[Items from a dataset]
◆ ◆ ◆ ◆ ◆
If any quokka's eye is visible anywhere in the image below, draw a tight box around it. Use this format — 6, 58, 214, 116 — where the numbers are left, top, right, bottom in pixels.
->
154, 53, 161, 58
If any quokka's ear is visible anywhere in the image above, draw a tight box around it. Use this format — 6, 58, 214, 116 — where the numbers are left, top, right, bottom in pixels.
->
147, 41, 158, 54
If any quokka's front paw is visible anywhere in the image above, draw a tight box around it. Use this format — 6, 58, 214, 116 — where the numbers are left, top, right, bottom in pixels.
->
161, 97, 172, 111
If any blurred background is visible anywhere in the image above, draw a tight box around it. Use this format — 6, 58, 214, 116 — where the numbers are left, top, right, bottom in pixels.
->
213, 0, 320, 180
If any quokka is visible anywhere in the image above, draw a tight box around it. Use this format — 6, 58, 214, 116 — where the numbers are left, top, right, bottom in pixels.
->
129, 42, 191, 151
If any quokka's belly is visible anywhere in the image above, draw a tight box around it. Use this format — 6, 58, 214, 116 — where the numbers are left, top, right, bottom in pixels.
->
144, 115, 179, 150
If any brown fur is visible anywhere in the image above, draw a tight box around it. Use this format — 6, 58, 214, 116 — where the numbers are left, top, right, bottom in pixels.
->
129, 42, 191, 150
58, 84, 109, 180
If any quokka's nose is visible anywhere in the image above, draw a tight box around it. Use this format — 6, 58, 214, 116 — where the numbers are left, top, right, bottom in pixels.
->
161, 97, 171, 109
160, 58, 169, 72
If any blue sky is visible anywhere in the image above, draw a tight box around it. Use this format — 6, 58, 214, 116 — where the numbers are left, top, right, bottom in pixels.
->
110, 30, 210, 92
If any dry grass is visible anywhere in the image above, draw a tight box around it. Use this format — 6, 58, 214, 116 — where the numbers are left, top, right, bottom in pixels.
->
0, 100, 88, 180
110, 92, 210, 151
◆ ◆ ◆ ◆ ◆
## GIVEN PROBLEM
Copy out all of the data above, substituting "close-fitting box" for each occurrence of "tight box" and leaving everything else as it is.

## CORRECT RESULT
If any quokka's eye is visible anywhere in the image below, draw a close-fitting box around it. Use this format — 6, 58, 214, 116 — where the numbers are left, top, right, bottom in pixels.
->
154, 53, 161, 58
If any quokka's ear is visible anywhere in the image above, draw a close-fitting box around it. Use this format — 6, 58, 214, 116 — where the numbers are left, top, right, bottom in pixels.
->
147, 41, 158, 54
If any quokka's front paw is visible anywhere in the image above, draw a close-fitting box around it. Use this format — 6, 58, 214, 116 — where the numbers are left, top, right, bottom in pixels.
->
161, 97, 172, 111
If any blurred background is visible anywhere in the image above, draw a close-fitting box around it. Use this format — 6, 58, 214, 116 — where the numbers are left, top, right, bottom in pixels.
->
213, 0, 320, 180
If any quokka is visible anywhere in the image above, draw a close-fitting box around it. Use this format — 6, 58, 214, 116 — where the numbers are left, top, right, bottom in pixels.
->
129, 42, 191, 151
If any quokka's belly is visible anywhere in the image above, draw a close-fitting box around it. Use this format — 6, 58, 214, 116 — where the numbers are left, top, right, bottom in pixels.
->
144, 115, 179, 150
If any brown fur is visible anywhere in the image above, draw a close-fitting box around it. Use this format — 6, 58, 214, 116 — where the numbers are left, top, right, bottom in pixels.
->
129, 42, 191, 150
58, 84, 109, 180
If any quokka's nose is visible anywhere in the image above, draw a close-fitting box around it. Use this format — 6, 58, 214, 116 — where the numbers are left, top, right, bottom in pixels.
->
161, 97, 171, 109
160, 58, 169, 72
If any blue sky is visible anywhere in the image above, draw a close-fitting box around it. Use this format — 6, 58, 214, 116 — where the numbers are left, top, right, bottom in pixels.
->
110, 30, 210, 92
If any dry grass is visible anywhere in the image above, draw a close-fitting box around it. Use this format — 6, 58, 214, 116 — where the numbers are left, top, right, bottom in pixels.
->
0, 100, 88, 180
110, 92, 210, 151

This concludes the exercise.